(Records from a dataset)
○ ○ ○ ○
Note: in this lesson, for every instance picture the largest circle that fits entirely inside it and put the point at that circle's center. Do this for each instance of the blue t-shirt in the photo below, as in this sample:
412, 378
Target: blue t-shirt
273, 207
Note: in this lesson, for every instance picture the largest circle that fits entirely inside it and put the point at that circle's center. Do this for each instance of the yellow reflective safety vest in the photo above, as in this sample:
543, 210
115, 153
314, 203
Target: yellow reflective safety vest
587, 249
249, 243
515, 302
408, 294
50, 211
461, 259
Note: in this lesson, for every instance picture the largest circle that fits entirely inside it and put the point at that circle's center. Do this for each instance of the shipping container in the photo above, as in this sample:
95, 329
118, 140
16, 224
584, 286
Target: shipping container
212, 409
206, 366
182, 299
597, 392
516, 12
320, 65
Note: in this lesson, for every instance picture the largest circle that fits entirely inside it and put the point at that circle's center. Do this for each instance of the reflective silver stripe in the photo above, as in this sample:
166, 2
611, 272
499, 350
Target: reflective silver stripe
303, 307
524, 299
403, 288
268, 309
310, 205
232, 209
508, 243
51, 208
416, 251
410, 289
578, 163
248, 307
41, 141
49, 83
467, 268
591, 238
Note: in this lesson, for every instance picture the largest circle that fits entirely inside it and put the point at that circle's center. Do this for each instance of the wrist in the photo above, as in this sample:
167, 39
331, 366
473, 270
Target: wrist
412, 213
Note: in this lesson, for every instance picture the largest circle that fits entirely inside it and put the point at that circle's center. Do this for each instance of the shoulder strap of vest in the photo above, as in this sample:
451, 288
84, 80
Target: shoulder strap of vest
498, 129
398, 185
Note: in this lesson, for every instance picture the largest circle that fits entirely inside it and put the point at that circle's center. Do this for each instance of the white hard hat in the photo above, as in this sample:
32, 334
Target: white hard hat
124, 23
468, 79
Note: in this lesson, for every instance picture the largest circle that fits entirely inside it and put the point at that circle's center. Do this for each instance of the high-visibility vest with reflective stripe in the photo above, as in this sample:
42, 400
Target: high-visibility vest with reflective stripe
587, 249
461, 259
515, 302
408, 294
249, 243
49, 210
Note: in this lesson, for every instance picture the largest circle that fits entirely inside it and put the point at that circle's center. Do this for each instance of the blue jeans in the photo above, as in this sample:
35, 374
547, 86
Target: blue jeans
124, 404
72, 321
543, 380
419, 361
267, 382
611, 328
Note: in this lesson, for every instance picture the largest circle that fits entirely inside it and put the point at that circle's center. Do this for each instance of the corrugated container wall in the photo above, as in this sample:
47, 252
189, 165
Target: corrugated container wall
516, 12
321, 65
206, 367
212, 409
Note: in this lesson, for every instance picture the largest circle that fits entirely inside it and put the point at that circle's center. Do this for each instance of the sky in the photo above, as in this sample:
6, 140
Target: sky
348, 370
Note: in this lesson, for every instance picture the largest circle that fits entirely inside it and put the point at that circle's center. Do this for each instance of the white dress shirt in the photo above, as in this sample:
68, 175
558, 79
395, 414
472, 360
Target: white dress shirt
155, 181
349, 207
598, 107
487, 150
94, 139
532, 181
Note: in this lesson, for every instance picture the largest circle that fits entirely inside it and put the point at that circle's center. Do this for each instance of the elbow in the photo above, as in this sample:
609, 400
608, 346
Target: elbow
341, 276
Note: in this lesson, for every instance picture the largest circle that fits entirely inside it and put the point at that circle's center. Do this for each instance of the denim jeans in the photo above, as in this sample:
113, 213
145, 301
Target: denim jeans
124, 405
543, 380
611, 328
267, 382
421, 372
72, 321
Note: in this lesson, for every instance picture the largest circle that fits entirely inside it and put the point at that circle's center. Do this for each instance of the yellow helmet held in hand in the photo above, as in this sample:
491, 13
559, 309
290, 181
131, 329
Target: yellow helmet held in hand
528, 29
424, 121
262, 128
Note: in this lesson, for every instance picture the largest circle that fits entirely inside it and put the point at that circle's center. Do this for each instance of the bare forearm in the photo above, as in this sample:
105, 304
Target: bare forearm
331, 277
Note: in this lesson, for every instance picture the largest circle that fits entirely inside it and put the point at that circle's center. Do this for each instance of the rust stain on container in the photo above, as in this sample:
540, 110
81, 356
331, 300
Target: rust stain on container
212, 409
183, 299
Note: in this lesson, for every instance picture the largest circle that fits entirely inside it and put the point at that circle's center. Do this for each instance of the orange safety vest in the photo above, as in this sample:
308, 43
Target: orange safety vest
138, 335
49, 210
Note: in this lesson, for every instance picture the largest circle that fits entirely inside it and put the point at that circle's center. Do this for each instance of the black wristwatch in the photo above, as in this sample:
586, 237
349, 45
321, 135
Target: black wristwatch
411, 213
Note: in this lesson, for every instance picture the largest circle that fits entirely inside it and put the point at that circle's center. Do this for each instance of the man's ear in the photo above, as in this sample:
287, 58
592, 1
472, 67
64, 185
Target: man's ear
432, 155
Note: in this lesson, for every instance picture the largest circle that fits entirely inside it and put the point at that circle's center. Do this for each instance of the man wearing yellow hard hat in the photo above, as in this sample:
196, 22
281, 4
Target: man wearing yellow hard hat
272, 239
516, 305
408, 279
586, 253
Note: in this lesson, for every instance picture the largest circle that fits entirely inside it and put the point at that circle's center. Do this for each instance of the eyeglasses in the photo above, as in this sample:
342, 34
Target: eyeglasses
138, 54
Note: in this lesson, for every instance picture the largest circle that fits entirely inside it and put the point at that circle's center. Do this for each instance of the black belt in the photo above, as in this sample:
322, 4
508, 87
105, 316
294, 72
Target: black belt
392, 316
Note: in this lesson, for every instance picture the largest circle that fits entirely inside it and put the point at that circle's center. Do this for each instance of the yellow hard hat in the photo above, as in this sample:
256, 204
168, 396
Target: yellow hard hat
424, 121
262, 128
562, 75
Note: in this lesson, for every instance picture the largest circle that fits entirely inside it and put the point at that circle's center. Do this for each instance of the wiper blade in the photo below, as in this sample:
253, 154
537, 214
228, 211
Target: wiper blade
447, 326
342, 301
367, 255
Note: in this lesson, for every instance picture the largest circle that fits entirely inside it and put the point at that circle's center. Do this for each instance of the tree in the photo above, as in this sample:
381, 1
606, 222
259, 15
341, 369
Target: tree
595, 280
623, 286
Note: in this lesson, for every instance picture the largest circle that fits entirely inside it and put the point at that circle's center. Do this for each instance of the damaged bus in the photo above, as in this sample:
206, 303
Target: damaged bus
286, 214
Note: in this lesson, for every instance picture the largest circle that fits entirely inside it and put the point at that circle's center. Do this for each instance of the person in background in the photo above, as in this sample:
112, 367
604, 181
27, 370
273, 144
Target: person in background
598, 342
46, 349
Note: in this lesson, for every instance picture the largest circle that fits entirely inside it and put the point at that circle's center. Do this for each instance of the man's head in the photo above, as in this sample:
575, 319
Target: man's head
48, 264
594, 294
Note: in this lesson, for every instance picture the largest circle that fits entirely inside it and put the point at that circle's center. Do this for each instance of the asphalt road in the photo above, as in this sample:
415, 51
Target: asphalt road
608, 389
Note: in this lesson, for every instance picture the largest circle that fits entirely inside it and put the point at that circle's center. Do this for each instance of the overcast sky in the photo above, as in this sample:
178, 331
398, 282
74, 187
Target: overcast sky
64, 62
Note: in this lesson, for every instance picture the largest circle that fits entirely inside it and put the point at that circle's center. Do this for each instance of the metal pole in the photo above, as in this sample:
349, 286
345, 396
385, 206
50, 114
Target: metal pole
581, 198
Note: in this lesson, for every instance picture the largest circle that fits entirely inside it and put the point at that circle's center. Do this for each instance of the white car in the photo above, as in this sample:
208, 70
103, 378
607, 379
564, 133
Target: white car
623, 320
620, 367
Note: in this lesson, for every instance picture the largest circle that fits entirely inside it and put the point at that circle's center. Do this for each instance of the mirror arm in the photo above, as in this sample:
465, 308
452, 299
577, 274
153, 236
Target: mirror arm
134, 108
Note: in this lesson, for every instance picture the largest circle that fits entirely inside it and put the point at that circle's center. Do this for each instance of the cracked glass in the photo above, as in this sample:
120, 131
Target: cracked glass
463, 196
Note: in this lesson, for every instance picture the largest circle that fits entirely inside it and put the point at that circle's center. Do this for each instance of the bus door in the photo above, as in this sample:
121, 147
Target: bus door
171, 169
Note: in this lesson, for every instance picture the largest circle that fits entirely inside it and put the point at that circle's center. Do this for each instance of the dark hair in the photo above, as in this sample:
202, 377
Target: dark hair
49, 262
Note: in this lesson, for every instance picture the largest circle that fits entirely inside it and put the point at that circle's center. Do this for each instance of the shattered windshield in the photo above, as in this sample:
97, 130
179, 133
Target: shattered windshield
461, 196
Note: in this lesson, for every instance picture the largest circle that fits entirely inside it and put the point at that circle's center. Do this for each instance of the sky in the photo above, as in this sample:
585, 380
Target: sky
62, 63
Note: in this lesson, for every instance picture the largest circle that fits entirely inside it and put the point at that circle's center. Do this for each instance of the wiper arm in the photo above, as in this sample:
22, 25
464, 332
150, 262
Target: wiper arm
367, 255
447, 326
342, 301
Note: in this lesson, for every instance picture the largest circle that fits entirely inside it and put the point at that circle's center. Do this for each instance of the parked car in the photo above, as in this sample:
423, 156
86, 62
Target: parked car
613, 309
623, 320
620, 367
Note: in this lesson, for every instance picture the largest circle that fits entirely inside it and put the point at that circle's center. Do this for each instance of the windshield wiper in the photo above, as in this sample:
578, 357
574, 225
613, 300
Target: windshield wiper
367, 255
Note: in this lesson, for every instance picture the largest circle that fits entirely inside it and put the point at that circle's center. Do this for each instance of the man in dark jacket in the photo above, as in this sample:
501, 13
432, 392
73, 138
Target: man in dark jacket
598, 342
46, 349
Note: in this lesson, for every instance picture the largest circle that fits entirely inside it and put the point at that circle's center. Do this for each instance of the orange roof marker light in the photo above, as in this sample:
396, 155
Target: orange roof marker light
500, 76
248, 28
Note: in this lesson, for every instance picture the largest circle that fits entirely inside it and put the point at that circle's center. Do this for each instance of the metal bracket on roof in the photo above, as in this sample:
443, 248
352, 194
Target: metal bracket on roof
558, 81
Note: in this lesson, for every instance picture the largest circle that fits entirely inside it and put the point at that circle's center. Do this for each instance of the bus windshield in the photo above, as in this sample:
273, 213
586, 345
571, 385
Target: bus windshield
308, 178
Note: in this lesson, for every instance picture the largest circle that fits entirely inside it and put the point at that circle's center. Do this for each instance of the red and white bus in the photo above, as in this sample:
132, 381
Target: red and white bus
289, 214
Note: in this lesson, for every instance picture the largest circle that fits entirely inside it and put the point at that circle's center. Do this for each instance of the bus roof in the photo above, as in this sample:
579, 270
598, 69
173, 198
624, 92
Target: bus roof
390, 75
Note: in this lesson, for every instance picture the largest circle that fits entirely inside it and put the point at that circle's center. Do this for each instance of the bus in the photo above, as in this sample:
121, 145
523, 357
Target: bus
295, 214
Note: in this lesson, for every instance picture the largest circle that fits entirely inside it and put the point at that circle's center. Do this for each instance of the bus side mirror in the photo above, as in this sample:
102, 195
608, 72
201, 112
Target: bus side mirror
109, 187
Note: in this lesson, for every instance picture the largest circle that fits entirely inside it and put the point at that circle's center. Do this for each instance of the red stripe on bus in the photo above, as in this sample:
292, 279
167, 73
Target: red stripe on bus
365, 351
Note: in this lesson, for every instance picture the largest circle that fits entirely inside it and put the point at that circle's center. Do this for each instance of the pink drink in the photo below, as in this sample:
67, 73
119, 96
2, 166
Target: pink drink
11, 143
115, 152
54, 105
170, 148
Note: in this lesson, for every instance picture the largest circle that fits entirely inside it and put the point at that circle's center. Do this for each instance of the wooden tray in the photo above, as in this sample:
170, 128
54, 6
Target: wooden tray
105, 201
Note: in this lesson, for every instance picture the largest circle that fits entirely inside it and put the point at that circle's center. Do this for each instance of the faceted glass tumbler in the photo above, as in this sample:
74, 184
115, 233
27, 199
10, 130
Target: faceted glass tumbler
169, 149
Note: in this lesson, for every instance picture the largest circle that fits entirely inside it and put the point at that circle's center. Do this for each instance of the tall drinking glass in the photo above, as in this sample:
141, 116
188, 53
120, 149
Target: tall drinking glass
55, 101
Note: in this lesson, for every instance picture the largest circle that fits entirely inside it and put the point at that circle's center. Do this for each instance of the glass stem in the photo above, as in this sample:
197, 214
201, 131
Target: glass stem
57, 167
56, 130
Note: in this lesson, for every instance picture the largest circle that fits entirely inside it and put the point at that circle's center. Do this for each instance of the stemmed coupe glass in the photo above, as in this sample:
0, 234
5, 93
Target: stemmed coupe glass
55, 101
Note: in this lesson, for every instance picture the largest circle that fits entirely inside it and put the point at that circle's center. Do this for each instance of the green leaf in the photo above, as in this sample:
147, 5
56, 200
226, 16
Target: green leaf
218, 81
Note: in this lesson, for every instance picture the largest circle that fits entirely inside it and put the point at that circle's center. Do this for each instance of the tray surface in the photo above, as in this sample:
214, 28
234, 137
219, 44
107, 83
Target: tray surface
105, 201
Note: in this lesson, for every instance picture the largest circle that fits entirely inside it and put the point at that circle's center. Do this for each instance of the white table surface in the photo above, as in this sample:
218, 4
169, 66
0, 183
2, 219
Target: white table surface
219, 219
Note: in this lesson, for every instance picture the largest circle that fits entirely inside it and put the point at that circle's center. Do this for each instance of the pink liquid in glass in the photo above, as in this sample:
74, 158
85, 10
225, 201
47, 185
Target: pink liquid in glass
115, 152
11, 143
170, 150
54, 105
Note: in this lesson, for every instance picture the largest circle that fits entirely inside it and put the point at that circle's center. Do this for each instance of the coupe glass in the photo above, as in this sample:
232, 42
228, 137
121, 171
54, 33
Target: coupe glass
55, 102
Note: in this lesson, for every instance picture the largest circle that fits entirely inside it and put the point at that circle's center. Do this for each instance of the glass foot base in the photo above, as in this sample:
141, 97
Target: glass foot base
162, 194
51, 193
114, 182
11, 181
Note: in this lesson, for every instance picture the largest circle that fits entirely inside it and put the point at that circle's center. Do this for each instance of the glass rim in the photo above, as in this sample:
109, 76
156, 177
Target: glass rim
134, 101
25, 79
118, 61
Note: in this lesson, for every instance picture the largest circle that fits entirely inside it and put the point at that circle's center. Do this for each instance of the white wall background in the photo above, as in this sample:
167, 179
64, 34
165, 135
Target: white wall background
○ ○ ○ ○
■ **EXERCISE**: In the listing above, find the line containing "of the coupe", then reproduce it and each line after it through the end, exactly and with nothing added.

■ **RESPONSE**:
Note: in this lesson, for every instance picture the largest circle that fits entirely inside it and put the point at that circle's center. Do this for each instance of the coupe glass in the photo above, as in this sample:
232, 42
228, 137
121, 171
54, 33
Target: coupe glass
55, 102
Note: in this lesson, for every instance picture the largest circle that fits entirely inside it and put the point at that circle's center. Do this for each instance of the glass foot base in the photo above, as in this sample:
141, 97
Target: glass foot base
162, 194
51, 193
114, 182
11, 181
Note: in this lesson, for every instance picture the largest circle that fits entirely inside it and put the point at that circle's center. Do this for each instance of the glass rim in the photo above, as in this sample:
109, 76
156, 177
Target: glass rim
134, 101
25, 79
118, 61
Note: in this lesson, for every instance picture the largest circle that fits entirely inside it and put the point at that circle's center. Do this for each instance of the white wall background in the photo above, as in this sample:
167, 179
64, 34
165, 135
Target: white wall background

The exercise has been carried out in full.